**What needs to be done**
After reading the data, copy it out in full and exactly.

━━━━━━━━━━━━━━━━━━━━━━━━━━━━━━

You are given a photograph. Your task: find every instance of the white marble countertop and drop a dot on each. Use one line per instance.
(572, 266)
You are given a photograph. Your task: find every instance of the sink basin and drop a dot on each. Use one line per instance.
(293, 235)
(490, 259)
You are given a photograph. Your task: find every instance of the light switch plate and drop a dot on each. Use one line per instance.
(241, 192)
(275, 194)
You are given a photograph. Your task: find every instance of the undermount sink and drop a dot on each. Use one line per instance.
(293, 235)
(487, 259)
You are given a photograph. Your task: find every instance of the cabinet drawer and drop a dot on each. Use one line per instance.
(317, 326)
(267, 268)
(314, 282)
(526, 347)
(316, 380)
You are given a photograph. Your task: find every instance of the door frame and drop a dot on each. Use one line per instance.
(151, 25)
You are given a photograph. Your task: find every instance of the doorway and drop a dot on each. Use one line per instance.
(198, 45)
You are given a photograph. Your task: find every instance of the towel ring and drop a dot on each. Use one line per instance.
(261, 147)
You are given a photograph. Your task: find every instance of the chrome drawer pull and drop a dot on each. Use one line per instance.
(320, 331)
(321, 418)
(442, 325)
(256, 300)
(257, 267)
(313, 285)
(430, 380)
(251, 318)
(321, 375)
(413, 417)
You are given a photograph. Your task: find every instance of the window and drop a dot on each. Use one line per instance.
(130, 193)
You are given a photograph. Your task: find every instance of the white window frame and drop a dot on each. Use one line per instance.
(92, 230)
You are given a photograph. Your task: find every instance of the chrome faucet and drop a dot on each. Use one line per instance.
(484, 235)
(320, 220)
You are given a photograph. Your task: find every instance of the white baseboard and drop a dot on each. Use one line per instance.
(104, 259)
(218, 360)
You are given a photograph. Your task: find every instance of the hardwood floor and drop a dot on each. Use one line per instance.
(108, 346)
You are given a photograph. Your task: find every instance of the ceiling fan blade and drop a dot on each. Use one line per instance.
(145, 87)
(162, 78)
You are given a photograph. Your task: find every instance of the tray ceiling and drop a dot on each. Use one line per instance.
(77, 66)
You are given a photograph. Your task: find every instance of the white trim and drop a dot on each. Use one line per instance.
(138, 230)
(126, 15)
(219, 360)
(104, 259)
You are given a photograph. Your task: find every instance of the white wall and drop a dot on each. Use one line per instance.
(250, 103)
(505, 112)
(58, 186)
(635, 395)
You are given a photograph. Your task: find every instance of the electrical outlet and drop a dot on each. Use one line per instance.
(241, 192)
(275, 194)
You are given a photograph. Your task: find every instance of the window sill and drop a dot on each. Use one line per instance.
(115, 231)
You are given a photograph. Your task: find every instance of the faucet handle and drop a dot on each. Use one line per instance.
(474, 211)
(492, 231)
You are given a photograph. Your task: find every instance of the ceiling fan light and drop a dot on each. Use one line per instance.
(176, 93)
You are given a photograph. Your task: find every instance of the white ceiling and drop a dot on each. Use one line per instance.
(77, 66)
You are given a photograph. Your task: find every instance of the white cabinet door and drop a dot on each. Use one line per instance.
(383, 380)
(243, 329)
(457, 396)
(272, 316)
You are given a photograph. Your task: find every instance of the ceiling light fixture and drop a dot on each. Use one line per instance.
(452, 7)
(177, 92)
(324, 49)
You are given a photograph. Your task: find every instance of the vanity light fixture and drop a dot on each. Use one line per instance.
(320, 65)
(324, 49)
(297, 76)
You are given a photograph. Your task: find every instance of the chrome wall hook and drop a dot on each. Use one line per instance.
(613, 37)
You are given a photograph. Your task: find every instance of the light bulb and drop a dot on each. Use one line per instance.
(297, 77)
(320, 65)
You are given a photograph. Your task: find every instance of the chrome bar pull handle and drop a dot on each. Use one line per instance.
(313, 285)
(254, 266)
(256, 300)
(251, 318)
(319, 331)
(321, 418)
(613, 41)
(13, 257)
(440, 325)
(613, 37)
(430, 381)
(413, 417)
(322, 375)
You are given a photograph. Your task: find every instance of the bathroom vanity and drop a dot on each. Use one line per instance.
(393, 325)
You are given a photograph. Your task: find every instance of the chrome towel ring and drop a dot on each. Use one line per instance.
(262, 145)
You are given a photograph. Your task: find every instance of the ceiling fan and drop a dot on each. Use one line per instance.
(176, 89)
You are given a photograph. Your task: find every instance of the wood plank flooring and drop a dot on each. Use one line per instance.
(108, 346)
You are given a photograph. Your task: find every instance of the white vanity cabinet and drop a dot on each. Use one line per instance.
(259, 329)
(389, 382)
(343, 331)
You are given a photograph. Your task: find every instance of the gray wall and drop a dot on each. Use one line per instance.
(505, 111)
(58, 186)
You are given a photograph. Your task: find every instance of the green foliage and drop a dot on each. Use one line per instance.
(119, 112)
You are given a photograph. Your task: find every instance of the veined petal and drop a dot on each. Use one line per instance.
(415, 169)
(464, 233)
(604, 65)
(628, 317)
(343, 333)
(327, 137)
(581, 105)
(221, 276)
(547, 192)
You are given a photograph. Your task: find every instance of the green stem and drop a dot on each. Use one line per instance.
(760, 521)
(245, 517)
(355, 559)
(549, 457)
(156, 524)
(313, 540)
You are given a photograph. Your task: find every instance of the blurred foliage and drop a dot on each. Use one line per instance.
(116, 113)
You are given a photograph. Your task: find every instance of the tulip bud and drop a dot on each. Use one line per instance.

━━━━━━━━━━━━━━━━━━━━━━━━━━━━━━

**Answer to the exercise**
You are given a photograph. Your task: find every instance of the white marble countertop and drop a dot on each. Use one line per instance.
(572, 266)
You are given a photograph. Your task: find every instance of the sink basin and drop a dot on each. Use one line per instance.
(293, 235)
(490, 259)
You are given a photograph. Your task: find every instance of the light switch plate and drop a dot on each. Use one line per instance.
(241, 192)
(275, 194)
You are given a photograph. Your task: find every instance of the undermount sink and drop a dot on each. Use one line per instance.
(293, 235)
(487, 259)
You are given a photograph. Your task: find every instance of the cabinet drawer and drop a dot on each. Use one line per instance.
(317, 326)
(267, 268)
(314, 282)
(526, 347)
(316, 380)
You are given a photograph. Your task: find every instance of the door frame and drop a dot on each. Use one line per instance.
(151, 25)
You are given a photograph. Your task: find every instance of the doorway and drop a dot on each. Use one line per instance.
(198, 45)
You are given a photograph. Your task: find every instance of the towel ring and drop a dot on each. Use one line per instance.
(261, 147)
You are given a photograph. Your task: find every instance of the chrome drawer pull and drop a dot on each. Use one line per instance.
(320, 331)
(321, 418)
(442, 325)
(256, 300)
(257, 267)
(313, 285)
(430, 380)
(251, 318)
(321, 375)
(413, 417)
You are given a photograph. Your task: find every instance of the window and drop a dot on each. Use one line per instance.
(130, 193)
You are given a photograph. Your task: find every instance of the white window frame and drop a dot on each. Use one line per instance.
(92, 230)
You are given a photograph. Your task: find every instance of the chrome faucet and drop a dot on each. Use one line per instance.
(484, 235)
(320, 220)
You are given a photograph. Your task: find every instance of the white baseboard and drop a dot on each. Use one line per instance.
(104, 259)
(218, 360)
You are given a photograph. Your task: find every instance of the hardwood floor and drop a dot on each. Use one line per instance.
(108, 346)
You are given a photograph. Your task: find every instance of the ceiling fan blade and drop a dot on each. Use one line per instance.
(145, 87)
(162, 78)
You are given a photograph. Your task: find every instance of the tray ceiling and drop a dot on each. Use one line per instance.
(77, 66)
You are given a photograph. Your task: find every instance of the white trim and drop a dot on each. Use one line per instance.
(138, 230)
(126, 15)
(219, 360)
(104, 259)
You are given a photograph. Your task: find every instance of the white wall and drop a dot on each. Use one line per instance.
(250, 103)
(505, 112)
(58, 186)
(635, 395)
You are given a photograph. Your task: find every instance of the electrical outlet and drop a dot on each. Use one line per instance.
(241, 192)
(275, 194)
You are given a photograph. Your task: find every instance of the window sill and drop a dot on each. Use one line per instance.
(115, 231)
You are given a photograph. Your task: find every instance of the faucet handle and drop a dot on each. Use one line per instance.
(474, 211)
(492, 231)
You are given a photograph. Your task: find every instance of the ceiling fan light and drop a dot on each. Use one line per instance.
(176, 93)
You are given a photograph. Your task: find every instance of the white ceiling and drop a dot on each. Use one line per instance.
(77, 66)
You are given a photograph. Your task: find every instance of the white cabinet door and drop a dot on each. Use one line per instance.
(383, 380)
(243, 329)
(457, 396)
(272, 316)
You are given a photograph. Your task: find every instance of the ceiling light fixture and drop a dot on each. Use one line per instance.
(452, 7)
(177, 92)
(324, 49)
You are given a photograph. Your task: find every instance of the vanity light fixture and drop a dot on each. Use one line per instance.
(320, 65)
(324, 49)
(297, 76)
You are given a photograph. Your task: find every instance of the chrome wall hook and drop a dot on each. Use one line per instance.
(613, 37)
You are given a photograph. Your task: find every instance of the light bulb and drop a dot on each. Use one line per instance.
(297, 77)
(320, 65)
You are given a photograph. Your task: find every instance of the chrome bar pull handle and drop a dot on each. Use one line per instance.
(313, 285)
(254, 266)
(256, 300)
(251, 318)
(319, 331)
(321, 418)
(613, 41)
(13, 257)
(440, 325)
(613, 37)
(430, 381)
(413, 417)
(322, 375)
You are given a photograph. Your task: find every instance of the bathroom vanity and drop a dot on each. Use one line per instance.
(393, 325)
You are given a photograph. Your task: find every instance of the chrome towel ring and drop a dot on each. Use one line per instance.
(262, 145)
You are given a photograph. Your task: find every instance of the ceiling fan and drop a dot on each. Use one line per instance.
(176, 89)
You are given a photograph. Your task: find every instance of the wood plank flooring and drop a dot on each. Use one line per instance.
(108, 346)
You are given a photograph. Your task: find every instance of the white vanity cabinet and drop a dot on each. Use one line per instance.
(259, 329)
(389, 382)
(343, 331)
You are given a photograph. Your task: find every instance of the gray wall and drop a dot on each. Use one line per instance.
(505, 111)
(58, 186)
You are given a photograph. Your task: find every instance of the green foliage and drop a dot on each. Use one line per instance.
(119, 112)
You are given a photograph. Your task: find every instance of the veined petal and drop a dot on each. Use one line per instance.
(415, 169)
(464, 233)
(604, 65)
(628, 317)
(343, 333)
(327, 137)
(581, 105)
(221, 276)
(547, 192)
You are given a photograph. Your task: find every instance of the green stem and drop a dot on each. Use one line per instance.
(760, 521)
(245, 517)
(355, 559)
(549, 457)
(156, 524)
(313, 540)
You are given a photograph. Your task: find every instance of the blurred foliage and drop a dot on each. Use one line per instance.
(116, 113)
You are given a photograph. Your task: find every instance of the tulip bud and drop a dot on each. Use one line per instance.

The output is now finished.